____ GETOONDE ITEMS
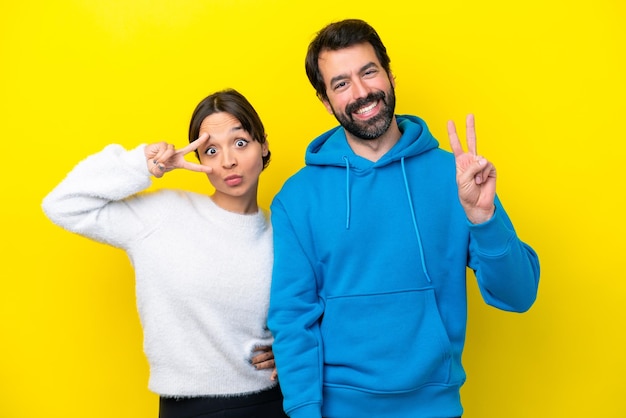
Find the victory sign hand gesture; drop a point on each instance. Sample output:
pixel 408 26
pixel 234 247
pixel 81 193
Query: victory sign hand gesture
________
● **OPDRACHT**:
Neem alle regels van de items hierboven woordelijk over en laat de afbeeldingen weg.

● **ANTWOORD**:
Find the victory sign hand gesture; drop a point on each instance. Sample output:
pixel 408 26
pixel 234 247
pixel 81 193
Query: victory sign hand gesture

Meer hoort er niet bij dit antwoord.